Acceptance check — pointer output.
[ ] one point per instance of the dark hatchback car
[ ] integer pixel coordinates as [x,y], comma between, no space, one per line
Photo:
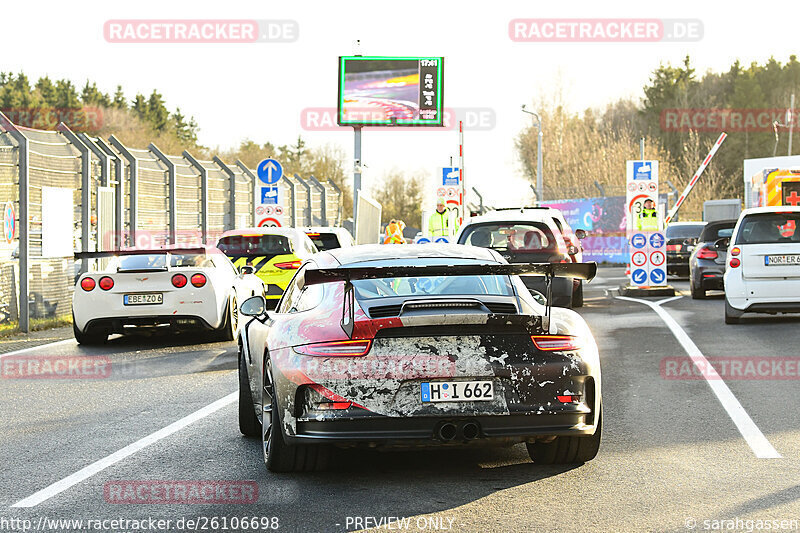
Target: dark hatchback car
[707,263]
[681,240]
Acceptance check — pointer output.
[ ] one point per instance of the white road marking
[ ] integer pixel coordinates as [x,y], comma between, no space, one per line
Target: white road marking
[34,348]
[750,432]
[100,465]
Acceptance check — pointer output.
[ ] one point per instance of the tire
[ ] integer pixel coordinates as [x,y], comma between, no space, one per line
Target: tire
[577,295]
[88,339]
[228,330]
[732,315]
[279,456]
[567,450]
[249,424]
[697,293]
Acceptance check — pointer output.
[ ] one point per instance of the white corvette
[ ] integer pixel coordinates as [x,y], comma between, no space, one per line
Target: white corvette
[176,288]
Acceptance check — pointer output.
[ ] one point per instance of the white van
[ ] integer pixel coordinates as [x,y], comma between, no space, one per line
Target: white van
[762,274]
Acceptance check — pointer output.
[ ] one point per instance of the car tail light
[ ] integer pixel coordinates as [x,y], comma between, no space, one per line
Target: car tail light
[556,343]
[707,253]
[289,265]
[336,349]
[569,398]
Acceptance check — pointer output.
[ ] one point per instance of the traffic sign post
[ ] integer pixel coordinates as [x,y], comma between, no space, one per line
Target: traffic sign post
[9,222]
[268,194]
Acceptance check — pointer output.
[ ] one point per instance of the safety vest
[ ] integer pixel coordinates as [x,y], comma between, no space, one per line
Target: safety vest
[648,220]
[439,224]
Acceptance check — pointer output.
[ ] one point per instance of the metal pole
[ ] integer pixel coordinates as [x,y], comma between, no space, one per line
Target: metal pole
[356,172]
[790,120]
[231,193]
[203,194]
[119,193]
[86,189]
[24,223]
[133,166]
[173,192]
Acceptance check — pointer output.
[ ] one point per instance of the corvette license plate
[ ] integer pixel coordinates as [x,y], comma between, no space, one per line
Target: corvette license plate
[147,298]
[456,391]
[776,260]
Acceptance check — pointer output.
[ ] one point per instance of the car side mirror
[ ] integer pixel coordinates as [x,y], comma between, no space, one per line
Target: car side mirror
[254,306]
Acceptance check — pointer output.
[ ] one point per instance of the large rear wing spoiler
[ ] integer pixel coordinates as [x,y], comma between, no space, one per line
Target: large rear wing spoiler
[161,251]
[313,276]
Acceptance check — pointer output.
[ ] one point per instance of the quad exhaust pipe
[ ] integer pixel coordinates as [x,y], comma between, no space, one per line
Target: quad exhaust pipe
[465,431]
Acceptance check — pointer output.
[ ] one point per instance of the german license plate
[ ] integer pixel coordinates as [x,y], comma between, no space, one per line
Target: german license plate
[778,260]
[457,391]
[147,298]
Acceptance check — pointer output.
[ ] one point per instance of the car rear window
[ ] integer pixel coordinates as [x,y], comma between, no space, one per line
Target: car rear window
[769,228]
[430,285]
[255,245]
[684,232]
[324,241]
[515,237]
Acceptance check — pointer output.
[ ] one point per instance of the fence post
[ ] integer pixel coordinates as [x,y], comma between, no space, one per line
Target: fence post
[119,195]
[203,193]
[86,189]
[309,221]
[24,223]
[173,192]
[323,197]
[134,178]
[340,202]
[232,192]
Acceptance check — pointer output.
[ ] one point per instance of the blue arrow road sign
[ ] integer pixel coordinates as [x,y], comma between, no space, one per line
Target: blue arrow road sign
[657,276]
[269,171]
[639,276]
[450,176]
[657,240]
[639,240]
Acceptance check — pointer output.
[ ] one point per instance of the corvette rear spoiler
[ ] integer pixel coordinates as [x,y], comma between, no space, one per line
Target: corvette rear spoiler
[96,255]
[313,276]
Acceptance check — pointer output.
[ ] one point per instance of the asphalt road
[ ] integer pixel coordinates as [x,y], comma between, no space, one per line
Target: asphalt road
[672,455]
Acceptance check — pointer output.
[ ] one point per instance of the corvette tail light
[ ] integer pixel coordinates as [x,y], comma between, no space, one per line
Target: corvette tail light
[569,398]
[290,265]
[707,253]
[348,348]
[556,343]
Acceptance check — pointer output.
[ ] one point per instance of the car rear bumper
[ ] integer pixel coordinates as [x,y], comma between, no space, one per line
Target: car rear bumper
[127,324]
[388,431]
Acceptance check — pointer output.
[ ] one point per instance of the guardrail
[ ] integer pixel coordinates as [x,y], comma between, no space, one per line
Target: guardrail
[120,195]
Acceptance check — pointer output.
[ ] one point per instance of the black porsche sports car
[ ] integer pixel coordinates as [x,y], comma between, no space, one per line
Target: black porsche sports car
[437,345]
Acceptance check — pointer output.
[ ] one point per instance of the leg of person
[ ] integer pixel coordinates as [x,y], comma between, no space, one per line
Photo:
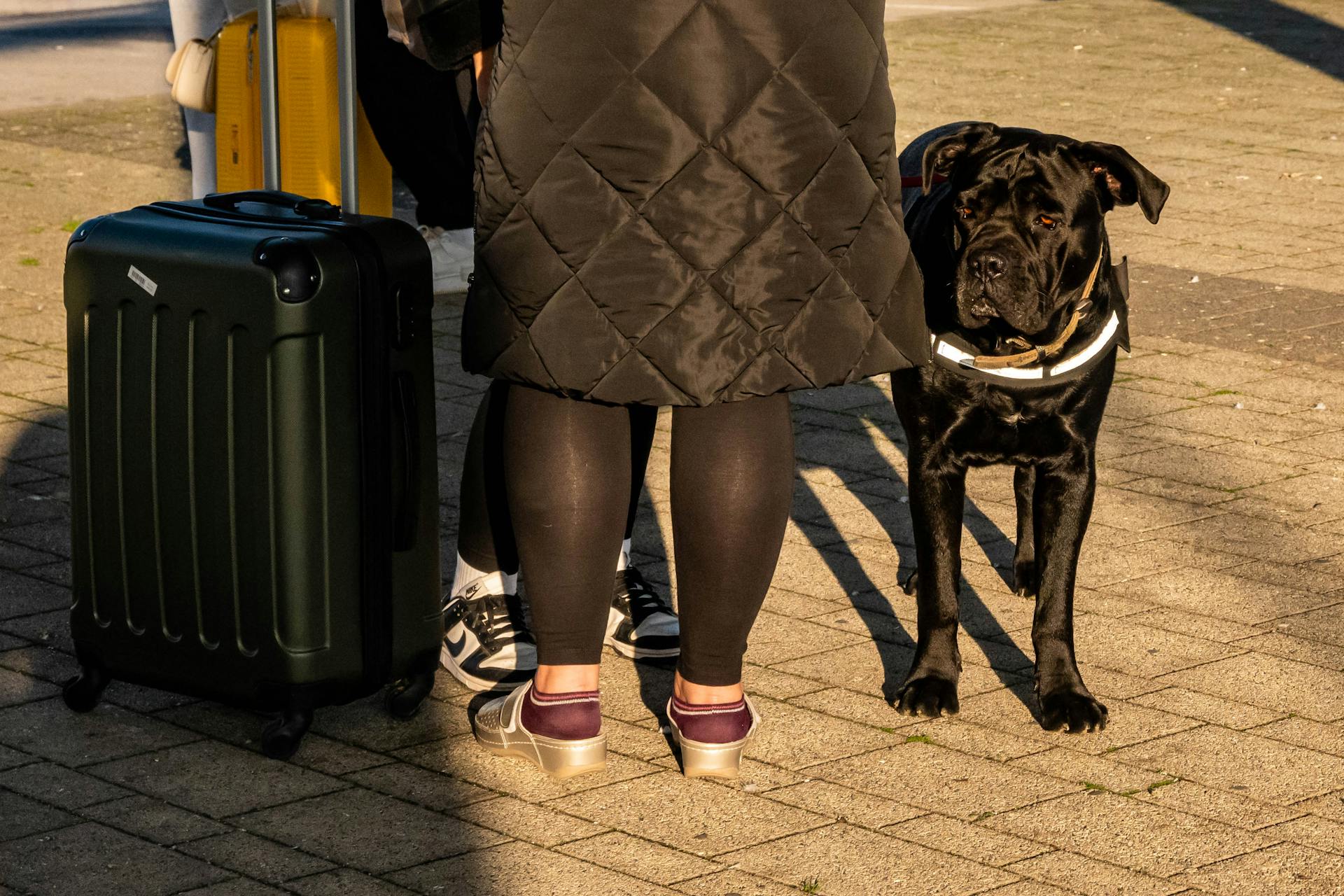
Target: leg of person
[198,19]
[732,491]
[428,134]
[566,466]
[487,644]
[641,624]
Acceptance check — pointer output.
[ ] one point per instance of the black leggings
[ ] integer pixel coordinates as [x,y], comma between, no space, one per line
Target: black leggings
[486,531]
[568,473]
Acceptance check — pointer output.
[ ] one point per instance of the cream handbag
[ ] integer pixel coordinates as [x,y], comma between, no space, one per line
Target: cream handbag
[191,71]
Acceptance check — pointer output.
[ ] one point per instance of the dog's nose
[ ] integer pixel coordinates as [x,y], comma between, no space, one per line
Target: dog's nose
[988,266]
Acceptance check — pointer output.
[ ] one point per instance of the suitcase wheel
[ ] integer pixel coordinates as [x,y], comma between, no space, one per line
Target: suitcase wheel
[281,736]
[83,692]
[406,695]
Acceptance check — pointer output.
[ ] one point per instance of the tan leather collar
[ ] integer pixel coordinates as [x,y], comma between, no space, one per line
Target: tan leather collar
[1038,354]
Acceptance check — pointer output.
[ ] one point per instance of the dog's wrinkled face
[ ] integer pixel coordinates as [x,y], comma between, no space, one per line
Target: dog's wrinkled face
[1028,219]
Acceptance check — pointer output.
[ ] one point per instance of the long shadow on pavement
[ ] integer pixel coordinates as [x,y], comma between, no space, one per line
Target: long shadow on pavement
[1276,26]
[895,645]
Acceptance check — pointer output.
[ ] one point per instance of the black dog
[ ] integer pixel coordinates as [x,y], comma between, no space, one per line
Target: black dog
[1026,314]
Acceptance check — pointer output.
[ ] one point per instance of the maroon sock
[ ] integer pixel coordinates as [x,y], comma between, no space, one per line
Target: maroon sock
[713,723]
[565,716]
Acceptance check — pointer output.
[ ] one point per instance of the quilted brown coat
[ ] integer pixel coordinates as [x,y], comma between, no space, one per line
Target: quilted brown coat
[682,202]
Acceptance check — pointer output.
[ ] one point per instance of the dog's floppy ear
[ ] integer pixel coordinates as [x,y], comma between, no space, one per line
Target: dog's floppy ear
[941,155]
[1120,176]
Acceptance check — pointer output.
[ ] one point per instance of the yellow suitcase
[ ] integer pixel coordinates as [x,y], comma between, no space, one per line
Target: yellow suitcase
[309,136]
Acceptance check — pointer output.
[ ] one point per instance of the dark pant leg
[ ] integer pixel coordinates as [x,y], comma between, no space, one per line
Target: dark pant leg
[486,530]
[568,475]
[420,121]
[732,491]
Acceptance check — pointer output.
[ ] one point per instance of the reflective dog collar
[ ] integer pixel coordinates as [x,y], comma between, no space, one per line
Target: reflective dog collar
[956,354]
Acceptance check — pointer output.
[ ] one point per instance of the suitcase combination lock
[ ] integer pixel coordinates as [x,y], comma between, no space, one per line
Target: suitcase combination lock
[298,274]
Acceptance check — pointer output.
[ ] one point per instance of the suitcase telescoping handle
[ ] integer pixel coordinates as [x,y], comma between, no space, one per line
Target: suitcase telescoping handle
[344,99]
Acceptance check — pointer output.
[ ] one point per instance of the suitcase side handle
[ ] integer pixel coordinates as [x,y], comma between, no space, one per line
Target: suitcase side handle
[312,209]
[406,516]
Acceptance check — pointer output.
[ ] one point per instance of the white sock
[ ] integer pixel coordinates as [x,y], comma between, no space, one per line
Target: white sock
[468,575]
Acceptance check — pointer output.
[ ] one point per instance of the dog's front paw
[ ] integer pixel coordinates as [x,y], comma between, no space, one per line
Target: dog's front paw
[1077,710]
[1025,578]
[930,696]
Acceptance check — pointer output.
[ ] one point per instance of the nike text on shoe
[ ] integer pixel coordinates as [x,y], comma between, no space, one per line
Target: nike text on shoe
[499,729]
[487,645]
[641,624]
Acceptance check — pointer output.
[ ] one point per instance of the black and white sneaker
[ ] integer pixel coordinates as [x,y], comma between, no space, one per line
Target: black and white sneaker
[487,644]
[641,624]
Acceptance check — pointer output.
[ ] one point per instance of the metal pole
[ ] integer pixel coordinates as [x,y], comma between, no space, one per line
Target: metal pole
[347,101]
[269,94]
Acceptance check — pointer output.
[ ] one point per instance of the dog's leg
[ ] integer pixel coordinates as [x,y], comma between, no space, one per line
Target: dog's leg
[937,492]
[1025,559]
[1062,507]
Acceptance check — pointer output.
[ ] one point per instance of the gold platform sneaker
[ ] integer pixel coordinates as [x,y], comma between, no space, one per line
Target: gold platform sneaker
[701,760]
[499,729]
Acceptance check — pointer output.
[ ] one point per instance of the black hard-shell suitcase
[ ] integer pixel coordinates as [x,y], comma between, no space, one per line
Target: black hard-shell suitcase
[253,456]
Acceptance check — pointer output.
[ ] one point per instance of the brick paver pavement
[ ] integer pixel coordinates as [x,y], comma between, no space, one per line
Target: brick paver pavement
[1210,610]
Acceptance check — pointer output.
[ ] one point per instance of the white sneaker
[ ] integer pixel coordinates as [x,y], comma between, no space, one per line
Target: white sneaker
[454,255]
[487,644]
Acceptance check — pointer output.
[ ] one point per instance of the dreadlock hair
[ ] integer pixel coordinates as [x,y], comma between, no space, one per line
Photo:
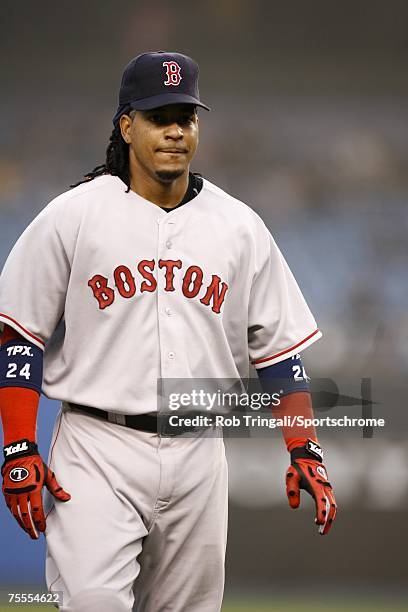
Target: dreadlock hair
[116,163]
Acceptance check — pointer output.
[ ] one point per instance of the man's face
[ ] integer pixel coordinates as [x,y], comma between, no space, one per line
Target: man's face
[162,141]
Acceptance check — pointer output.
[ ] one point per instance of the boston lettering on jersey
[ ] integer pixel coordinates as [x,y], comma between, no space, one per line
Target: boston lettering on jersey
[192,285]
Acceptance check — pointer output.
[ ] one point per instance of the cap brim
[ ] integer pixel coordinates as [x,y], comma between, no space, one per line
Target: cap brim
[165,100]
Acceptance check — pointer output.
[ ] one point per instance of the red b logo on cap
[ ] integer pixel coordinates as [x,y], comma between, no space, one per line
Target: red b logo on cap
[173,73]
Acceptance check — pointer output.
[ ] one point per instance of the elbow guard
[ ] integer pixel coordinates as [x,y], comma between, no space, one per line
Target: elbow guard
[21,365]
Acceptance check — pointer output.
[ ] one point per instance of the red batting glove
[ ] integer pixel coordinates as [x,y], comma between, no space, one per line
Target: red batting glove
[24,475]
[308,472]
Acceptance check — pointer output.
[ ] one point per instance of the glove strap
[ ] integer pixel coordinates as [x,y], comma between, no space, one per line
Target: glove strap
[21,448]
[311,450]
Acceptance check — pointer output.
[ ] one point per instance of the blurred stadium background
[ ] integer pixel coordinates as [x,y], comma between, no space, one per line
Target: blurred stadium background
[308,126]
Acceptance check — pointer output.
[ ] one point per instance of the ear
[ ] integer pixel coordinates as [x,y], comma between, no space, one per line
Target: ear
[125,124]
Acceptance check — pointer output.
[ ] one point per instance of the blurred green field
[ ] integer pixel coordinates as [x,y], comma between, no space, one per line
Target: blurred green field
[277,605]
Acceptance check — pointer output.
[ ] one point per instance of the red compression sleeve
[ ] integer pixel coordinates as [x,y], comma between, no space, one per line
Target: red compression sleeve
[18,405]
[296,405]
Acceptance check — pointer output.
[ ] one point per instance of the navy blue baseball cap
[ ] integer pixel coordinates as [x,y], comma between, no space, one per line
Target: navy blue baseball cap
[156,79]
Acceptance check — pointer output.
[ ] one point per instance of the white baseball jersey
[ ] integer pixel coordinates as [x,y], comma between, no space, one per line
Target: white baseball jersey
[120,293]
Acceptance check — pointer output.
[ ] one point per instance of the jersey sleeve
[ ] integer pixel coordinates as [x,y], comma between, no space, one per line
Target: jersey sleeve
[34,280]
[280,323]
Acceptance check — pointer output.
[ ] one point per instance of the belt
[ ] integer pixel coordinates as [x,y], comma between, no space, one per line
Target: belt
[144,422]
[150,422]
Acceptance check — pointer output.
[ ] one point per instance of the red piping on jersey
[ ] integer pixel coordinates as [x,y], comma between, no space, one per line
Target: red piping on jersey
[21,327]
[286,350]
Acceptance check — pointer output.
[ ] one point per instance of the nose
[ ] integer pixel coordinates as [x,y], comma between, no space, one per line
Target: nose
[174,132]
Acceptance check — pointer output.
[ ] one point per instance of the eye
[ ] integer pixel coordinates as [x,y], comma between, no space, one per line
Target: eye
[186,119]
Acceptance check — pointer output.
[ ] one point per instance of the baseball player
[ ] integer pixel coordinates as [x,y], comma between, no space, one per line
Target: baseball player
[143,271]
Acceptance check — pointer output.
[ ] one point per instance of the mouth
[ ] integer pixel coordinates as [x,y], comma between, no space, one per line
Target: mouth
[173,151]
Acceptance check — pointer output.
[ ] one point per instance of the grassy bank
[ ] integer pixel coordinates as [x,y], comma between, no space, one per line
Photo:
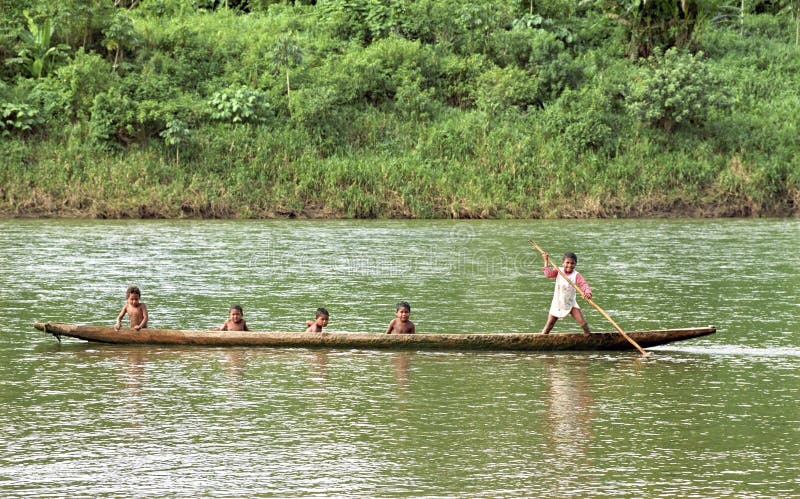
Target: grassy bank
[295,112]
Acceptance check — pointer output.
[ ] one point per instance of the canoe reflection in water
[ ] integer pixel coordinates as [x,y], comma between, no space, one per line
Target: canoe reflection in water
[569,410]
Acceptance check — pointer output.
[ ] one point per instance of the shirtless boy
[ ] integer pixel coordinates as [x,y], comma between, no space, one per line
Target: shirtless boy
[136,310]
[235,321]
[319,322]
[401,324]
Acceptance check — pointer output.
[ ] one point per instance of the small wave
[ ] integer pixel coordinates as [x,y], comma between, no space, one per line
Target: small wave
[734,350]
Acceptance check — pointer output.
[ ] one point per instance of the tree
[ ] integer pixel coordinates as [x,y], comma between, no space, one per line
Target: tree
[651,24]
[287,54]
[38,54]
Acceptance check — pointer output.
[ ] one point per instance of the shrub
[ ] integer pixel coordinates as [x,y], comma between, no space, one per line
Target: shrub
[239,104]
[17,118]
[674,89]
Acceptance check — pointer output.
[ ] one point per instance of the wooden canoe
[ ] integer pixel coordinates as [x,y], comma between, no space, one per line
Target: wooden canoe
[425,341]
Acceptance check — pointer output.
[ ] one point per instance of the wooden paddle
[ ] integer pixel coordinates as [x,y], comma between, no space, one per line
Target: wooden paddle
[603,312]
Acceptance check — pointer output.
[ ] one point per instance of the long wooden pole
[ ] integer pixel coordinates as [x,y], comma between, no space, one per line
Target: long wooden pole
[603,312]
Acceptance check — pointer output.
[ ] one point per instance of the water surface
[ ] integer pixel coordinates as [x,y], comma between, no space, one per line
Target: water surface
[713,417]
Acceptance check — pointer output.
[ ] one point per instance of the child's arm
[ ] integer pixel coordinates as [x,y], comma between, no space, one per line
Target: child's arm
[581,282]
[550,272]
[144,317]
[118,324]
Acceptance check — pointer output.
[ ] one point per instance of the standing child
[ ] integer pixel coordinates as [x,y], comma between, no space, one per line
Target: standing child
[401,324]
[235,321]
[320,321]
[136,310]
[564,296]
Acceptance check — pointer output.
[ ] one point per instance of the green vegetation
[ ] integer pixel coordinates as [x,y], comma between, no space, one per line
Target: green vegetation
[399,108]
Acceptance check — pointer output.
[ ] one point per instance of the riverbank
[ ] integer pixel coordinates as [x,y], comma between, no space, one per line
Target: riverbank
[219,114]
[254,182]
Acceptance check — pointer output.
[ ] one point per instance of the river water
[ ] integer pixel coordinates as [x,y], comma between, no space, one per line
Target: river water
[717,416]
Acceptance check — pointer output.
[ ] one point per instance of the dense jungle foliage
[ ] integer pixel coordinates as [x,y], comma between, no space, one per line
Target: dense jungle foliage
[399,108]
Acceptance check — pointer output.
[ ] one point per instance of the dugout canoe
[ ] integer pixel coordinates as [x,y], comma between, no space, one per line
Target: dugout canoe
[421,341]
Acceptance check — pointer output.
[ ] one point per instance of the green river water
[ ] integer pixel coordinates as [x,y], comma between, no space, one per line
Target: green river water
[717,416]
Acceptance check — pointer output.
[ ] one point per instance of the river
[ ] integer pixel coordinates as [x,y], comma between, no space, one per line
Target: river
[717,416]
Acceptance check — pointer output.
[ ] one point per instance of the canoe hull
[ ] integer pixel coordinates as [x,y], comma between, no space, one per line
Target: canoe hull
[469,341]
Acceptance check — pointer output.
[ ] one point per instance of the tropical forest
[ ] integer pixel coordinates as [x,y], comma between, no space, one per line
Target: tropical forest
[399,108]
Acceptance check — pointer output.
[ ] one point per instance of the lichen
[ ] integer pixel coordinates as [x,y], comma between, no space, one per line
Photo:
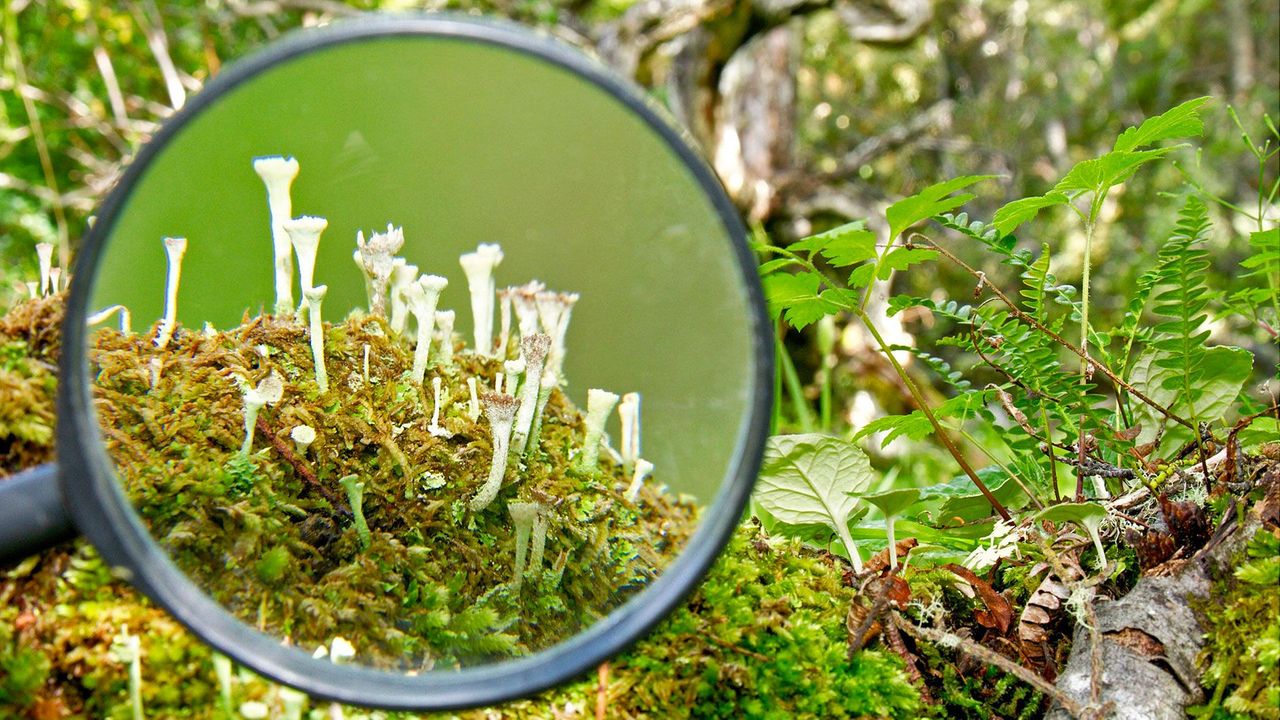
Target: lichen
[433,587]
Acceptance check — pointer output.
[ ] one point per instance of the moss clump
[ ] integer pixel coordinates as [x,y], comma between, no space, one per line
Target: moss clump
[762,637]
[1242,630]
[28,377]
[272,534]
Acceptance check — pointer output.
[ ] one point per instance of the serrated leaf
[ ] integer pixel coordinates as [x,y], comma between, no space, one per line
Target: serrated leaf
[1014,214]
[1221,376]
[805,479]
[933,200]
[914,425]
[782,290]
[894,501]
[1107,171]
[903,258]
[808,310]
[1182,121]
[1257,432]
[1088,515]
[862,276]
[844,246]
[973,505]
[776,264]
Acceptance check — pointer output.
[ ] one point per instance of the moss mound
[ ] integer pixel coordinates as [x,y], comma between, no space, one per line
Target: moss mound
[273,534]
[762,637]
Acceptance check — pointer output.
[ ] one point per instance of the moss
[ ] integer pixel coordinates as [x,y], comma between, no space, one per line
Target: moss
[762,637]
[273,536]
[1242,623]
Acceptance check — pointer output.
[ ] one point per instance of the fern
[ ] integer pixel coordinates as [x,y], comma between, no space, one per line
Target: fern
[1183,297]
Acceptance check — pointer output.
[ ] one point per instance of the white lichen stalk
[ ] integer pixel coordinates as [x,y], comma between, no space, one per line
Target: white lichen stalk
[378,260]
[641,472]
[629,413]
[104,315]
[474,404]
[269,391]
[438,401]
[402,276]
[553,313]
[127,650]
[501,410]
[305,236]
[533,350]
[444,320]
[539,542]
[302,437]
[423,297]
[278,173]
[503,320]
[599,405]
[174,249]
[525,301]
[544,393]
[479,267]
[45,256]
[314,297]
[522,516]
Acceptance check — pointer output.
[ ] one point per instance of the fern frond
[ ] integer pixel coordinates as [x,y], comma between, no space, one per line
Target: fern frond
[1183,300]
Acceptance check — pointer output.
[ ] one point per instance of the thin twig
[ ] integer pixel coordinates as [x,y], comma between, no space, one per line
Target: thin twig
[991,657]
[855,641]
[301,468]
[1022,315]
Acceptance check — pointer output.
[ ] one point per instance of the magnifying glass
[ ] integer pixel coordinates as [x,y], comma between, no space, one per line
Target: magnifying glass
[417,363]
-*-
— What you are asked to do —
Of all the entries above, output exactly the lines between the one holding "Target: dog's wrinkled face" and the one holding "[ ] one point per instance of the reflective", inclusive.

— Exercise result —
Target: dog's wrinkled face
[1028,219]
Acceptance check — pointer output.
[ ] one point per instance of the long shadow on pavement
[ ] integer pixel coordinates as [x,y], comma between, no space, one per line
Target: long shadow on pavement
[1276,26]
[895,645]
Acceptance check — pointer output.
[ ] one point per instance of the black dog
[ ] integer pixel coordinates as [x,y], comma between, no space, one per line
Target: black dog
[1026,314]
Acceptance check — pointer output.
[ ] one point per instance of the maroon sock
[ ] integer pixel coordinates as [x,y], comma between, no space, one per line
Target: maroon sock
[713,723]
[565,716]
Acceptance check — pointer output.
[ ] one point per instance of the quilted brown coat
[ ] integer pixel coordinates as [x,y], comma between, no space, one per line
Target: quilted brown coat
[682,202]
Acceptance check — pointer output.
[ ] one point per instance of the dog's floppy ear
[ ] integer pixel coordinates as [x,y], comma between, no space, one per line
Target: dog's floppy ear
[941,155]
[1120,176]
Acceptance check — pointer output.
[ ] one point per instance of the yellow suitcase
[ ] integer pixel coordinates as [x,y], comma between, no space, one per line
Target: yellow suitcase
[309,136]
Acceptance check — pointer output.
[ ] one point per instance of the dark pant leg
[ ] integer pixel coordinates as [x,y], comma between, no space, one per line
Target: dark pant leg
[486,530]
[568,475]
[420,121]
[732,491]
Acceptance check — pointer output.
[ ] one point per instance of the reflective dog collar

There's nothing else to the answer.